** Begin Provided passage **

Deciding If Bankruptcy Is an Option for You

If you find your family "over-extended" and have tried financial counseling, budgeting and reduced payments and still cannot make headway on the debts, bankruptcy may become an option worth investigating.

When you've incurred more debt than you can reasonably repay, bankruptcy can offer debt relief. Filing for bankruptcy, however, brings long-term consequences for your credit rating. It also affects your creditors.

Bankruptcy Explained

Bankruptcy adjusts the relationship between you as a debtor and your creditors. Many of your debts will be forgiven. You are allowed to keep some property, known as exempt items. The rest of your property is sold and the money is used to pay off your debts. Your creditors may receive nothing, a small amount per dollar owed, or be paid off entirely. The proceedings take place in federal courts and are governed by federal law and each geographic bankruptcy districts' local rules.

Keep in mind bankruptcy is the "ultimate torpedo to your ship of credit." Bankruptcy may remain on your credit record for ten years. If you file bankruptcy you may not be able to obtain credit even for necessary purchases, such as a car. Once you have filed for bankruptcy, you are not able to file again for seven years.

Bankruptcy no longer carries as much social stigma as it once did. Yet, many families feel embarrassed and ashamed about declaring bankruptcy. They sense hostility from neighbors and business owners who accuse them of "walking away from their debts."

Deciding to Declare Bankruptcy

If you're considering bankruptcy, contact a lawyer experienced in bankruptcy proceedings. The lawyer can help you prepare necessary documents and file with the court. Discuss attorney and court fees at the first appointment because costs vary. Bankruptcy is not free or cheap.

As you consider bankruptcy, you will have a number of decisions to make. Assess your situation to decide if bankruptcy is the best solution to the debt problem. Then, decide which type of bankruptcy to file. Below are aspects to consider when planning debt restructuring, exemptions and tax implications:

• Before you decide to declare bankruptcy, examine how you might be able to pay off your debts. There may be debts you can negotiate. Other manual sections, "Talking With Creditors" and "Deciding Which Bills to Pay First," may be helpful.

• Exemptions require pre-planning. Consult a lawyer to help you choose your best options.

• The tax consequences of bankruptcy can vary dramatically, depending on the way the bankruptcy is structured. Planning before you file for bankruptcy, with a tax attorney or certified public accountant, may be money well spent.

** End Provided passage **

▸ Exercise prompt
In the text on deciding about bankruptcy, why does it advise discussing attorney and court fees at the first appointment with a lawyer? Answer in one to three sentences. The data that comes next is from a separate source.

** Begin Provided material **

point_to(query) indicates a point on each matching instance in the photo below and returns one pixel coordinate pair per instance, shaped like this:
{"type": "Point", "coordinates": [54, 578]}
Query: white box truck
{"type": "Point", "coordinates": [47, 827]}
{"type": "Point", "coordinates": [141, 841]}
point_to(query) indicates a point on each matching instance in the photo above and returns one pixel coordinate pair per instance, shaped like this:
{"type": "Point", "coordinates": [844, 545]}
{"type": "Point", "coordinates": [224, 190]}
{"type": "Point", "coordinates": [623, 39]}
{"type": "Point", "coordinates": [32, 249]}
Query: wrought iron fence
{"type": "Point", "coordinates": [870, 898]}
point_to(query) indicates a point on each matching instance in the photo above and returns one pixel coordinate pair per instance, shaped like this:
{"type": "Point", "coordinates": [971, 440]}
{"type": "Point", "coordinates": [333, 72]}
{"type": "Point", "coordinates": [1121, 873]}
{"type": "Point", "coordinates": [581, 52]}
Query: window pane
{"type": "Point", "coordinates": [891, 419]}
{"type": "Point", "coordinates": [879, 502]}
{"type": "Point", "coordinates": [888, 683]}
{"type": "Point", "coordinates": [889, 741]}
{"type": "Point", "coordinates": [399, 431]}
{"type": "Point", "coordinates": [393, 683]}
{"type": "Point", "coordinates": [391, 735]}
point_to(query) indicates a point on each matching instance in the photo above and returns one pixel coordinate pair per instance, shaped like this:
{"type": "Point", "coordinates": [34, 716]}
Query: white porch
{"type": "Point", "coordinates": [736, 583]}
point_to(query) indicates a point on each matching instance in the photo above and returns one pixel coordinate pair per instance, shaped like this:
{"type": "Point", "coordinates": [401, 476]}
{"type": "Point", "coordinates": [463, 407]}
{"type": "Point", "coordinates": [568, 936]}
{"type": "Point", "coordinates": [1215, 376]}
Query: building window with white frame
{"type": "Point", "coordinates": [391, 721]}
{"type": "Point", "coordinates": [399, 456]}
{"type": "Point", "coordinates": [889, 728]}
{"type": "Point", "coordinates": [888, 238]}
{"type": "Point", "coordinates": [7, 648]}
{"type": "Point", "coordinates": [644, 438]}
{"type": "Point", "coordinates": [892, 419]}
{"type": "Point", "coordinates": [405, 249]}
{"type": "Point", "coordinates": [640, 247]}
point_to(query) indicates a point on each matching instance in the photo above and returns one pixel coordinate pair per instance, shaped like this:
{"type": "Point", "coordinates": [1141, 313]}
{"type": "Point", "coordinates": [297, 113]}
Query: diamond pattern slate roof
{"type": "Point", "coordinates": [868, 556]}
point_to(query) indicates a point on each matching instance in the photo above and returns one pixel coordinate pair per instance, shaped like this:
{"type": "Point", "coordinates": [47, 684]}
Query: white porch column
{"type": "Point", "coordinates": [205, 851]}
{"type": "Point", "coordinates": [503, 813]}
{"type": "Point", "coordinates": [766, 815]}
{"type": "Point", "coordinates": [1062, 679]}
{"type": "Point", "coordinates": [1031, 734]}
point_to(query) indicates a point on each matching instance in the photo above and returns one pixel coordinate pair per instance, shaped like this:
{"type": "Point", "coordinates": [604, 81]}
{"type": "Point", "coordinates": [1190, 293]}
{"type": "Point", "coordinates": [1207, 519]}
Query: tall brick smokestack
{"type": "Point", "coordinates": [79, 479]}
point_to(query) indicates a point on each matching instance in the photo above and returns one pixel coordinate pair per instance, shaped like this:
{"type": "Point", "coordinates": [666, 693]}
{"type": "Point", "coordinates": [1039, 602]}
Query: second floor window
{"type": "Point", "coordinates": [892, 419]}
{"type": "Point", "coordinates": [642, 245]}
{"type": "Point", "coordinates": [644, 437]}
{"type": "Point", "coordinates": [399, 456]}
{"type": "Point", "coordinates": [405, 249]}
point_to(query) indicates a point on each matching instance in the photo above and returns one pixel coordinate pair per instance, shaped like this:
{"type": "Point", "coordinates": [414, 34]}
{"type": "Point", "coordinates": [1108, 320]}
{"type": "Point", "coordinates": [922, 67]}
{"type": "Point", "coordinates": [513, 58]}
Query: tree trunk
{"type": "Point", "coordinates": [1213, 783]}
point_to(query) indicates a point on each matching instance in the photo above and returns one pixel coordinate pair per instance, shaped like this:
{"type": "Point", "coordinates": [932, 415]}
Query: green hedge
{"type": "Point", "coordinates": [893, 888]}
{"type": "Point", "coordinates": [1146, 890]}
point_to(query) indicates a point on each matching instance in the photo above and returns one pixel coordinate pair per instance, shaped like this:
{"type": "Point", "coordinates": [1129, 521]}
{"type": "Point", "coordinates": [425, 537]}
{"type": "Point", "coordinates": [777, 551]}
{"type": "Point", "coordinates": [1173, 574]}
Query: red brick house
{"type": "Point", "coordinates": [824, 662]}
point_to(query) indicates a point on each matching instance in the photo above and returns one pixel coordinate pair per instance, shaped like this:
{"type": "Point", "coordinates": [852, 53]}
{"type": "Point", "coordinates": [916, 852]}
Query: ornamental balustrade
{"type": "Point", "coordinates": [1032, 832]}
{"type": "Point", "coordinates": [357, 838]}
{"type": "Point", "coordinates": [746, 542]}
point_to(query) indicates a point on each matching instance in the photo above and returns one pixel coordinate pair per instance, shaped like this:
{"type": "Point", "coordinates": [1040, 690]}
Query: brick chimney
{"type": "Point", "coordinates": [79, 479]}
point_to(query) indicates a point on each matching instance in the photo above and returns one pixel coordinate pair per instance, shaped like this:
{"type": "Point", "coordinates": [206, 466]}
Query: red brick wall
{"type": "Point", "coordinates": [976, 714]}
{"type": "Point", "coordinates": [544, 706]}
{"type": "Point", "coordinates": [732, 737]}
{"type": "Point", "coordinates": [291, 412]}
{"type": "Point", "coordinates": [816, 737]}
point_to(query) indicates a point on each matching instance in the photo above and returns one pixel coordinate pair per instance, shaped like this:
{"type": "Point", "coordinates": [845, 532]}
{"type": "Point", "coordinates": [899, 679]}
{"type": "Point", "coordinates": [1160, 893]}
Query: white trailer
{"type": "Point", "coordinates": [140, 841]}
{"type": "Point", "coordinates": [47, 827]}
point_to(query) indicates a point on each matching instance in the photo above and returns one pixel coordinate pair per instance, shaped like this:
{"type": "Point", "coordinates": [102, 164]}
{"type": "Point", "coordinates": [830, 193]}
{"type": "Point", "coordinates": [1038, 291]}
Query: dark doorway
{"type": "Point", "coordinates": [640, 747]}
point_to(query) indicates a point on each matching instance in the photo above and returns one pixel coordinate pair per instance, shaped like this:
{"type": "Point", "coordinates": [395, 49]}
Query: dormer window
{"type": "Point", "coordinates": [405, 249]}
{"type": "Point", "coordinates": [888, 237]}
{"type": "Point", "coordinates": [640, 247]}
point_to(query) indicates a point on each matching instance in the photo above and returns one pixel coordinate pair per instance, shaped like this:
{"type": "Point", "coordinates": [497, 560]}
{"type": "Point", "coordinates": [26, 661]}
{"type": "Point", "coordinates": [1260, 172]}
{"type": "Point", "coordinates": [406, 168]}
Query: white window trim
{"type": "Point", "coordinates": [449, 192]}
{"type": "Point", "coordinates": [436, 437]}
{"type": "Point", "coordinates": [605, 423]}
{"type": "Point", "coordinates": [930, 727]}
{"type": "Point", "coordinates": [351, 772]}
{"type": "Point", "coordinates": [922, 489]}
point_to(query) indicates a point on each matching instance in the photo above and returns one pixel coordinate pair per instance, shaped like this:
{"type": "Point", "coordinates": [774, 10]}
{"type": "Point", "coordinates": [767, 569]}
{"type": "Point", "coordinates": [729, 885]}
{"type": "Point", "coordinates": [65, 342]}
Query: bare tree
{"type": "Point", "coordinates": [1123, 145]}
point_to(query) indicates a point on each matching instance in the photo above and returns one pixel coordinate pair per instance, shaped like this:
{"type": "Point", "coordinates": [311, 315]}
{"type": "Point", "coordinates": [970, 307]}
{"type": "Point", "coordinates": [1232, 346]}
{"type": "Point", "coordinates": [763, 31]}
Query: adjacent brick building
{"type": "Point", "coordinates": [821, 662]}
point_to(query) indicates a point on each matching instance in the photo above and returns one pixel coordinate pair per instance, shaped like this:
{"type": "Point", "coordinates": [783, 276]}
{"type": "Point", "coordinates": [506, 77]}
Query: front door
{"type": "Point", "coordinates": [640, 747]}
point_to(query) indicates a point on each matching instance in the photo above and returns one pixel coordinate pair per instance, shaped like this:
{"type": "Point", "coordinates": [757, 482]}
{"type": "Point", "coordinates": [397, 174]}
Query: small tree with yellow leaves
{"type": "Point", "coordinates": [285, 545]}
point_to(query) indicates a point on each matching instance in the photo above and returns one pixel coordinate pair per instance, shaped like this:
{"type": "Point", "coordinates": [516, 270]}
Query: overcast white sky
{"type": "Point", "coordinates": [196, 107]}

** End Provided material **

▸ Result of the exercise
It advises this because the costs vary. It also warns that bankruptcy is not free or cheap.